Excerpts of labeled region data
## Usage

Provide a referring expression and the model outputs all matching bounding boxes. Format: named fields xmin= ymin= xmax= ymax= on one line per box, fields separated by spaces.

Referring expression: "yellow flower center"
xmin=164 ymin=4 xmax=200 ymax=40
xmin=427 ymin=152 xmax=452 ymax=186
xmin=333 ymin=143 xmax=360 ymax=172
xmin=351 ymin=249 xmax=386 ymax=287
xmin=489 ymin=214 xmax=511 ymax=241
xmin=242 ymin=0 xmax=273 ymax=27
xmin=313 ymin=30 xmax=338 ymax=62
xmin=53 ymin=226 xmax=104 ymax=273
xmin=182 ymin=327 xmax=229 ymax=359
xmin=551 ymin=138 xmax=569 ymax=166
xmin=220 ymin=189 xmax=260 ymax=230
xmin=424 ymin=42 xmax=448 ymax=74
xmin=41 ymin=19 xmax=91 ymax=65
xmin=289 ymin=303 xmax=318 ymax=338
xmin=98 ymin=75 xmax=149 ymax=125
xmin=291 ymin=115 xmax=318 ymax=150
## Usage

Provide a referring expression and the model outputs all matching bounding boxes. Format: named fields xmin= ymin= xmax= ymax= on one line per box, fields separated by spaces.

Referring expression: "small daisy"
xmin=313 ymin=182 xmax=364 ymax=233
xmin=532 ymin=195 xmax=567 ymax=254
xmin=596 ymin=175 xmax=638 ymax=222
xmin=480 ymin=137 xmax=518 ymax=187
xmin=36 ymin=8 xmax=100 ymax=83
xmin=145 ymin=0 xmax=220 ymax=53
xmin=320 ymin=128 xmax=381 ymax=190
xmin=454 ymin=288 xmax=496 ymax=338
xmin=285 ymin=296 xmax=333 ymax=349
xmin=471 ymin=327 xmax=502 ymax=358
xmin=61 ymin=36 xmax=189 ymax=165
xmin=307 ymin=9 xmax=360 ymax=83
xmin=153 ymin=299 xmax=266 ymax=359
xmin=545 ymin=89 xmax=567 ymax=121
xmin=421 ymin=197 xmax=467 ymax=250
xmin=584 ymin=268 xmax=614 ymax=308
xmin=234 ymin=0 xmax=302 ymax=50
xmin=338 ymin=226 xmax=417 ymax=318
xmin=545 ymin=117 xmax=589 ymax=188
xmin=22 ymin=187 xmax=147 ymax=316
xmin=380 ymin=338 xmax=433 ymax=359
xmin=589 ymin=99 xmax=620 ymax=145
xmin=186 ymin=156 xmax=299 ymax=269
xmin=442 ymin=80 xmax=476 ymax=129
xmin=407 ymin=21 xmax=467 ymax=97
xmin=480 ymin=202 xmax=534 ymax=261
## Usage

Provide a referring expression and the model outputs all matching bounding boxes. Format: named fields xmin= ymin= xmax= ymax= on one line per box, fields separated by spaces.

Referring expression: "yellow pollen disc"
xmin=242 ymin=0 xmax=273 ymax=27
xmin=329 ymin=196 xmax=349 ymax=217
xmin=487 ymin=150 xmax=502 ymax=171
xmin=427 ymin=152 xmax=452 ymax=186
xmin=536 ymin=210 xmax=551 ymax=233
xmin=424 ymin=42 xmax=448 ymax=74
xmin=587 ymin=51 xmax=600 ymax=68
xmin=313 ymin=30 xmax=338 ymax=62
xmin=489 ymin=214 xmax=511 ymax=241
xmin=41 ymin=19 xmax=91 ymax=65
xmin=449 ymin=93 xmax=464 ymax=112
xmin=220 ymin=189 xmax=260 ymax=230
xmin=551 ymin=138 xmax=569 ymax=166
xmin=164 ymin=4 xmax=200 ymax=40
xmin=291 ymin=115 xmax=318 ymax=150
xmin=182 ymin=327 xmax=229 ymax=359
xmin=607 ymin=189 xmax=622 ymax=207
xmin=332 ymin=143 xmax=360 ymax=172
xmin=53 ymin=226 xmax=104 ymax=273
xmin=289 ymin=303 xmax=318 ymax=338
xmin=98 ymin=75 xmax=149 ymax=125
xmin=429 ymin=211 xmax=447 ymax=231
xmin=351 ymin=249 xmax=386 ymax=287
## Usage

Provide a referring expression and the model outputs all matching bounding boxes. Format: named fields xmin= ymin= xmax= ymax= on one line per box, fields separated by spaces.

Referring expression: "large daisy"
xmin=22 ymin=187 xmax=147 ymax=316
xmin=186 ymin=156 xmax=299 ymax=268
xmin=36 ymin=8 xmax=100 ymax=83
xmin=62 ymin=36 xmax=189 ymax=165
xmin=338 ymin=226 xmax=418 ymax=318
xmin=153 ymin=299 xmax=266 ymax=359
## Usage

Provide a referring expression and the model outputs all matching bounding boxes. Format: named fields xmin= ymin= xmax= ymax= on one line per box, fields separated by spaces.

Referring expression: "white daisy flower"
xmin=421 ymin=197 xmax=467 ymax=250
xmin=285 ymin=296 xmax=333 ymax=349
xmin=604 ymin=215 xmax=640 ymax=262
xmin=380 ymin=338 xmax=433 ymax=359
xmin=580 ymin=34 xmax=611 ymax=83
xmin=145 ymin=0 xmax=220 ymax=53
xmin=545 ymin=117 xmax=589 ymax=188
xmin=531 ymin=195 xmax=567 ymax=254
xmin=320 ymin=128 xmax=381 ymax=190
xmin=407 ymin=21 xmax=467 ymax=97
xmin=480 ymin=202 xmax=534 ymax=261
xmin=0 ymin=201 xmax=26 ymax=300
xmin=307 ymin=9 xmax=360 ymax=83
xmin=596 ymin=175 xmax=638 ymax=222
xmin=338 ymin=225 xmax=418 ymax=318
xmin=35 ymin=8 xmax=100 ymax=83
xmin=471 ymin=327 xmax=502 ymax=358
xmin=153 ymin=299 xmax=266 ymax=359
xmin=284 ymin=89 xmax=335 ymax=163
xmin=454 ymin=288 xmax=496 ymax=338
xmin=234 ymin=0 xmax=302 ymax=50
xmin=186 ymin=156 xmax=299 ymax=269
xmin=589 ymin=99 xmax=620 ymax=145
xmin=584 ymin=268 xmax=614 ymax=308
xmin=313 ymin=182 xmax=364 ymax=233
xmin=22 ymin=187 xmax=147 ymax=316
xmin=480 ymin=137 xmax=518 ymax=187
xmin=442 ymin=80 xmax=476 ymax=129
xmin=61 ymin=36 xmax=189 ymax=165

### Goal
Count the lines in the records that contain the word "flower", and reply with the number alone.

### Full response
2